## [Task]
Rewrite the data from the line containing "An <instance> block" through the line containing "228L242 234H248L247 237L261", inclusive, with "prompts" replaced by "hints" and nothing else altered.

## [Task material]

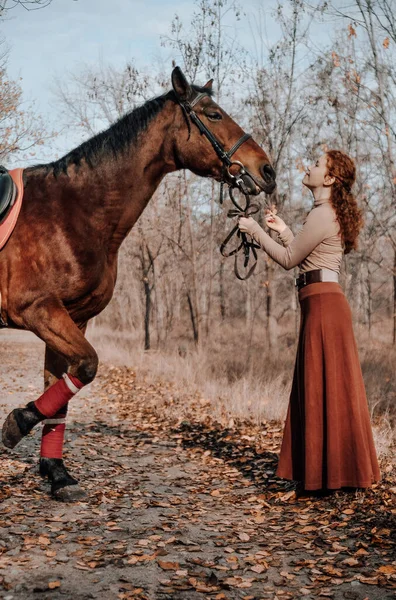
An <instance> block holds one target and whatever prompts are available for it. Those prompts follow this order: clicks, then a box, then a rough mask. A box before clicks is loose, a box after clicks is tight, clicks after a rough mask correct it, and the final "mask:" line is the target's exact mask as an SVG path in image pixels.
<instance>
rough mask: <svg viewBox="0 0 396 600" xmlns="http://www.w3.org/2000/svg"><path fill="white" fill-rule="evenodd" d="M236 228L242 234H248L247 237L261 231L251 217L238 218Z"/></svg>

--

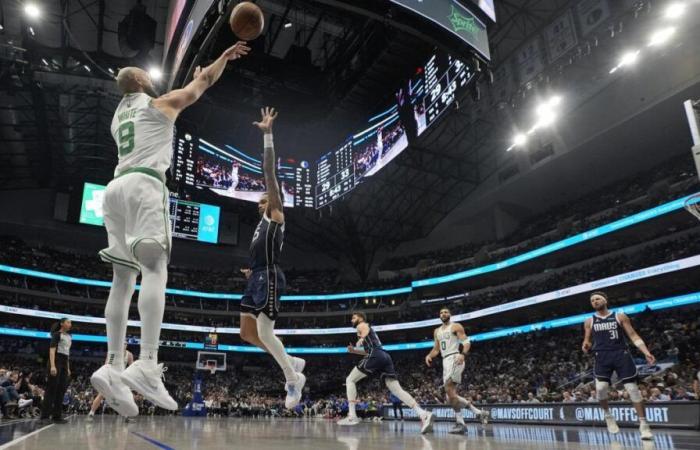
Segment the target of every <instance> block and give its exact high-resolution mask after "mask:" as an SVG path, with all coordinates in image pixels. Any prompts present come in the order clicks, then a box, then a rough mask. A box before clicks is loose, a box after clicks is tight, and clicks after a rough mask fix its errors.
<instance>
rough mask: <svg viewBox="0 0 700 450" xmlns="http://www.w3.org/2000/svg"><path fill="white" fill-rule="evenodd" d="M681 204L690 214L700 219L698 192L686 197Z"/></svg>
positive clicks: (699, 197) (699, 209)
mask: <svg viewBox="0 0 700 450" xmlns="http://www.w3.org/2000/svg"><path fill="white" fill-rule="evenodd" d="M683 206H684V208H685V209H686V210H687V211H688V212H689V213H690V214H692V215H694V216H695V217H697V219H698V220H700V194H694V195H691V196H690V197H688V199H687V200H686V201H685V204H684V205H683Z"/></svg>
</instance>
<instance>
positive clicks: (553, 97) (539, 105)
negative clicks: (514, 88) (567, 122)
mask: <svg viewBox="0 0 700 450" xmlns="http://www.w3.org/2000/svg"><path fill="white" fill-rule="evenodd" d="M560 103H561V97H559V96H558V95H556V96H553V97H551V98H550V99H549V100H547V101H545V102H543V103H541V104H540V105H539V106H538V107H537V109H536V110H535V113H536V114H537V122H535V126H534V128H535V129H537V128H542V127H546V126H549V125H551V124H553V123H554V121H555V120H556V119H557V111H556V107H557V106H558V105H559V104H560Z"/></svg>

## [Response]
An <instance> block holds one target and whatever hints are available for it. Those hints follow this order: clicks, then a box, then a rough mask. A box before clicks is loose, a box after clicks is tight, clicks after a rough mask correct it, and the final "mask:" line is the target's exact mask as an SVG path in image pixels.
<instance>
rough mask: <svg viewBox="0 0 396 600" xmlns="http://www.w3.org/2000/svg"><path fill="white" fill-rule="evenodd" d="M236 228L242 234H248L247 237L261 231L251 217L238 218Z"/></svg>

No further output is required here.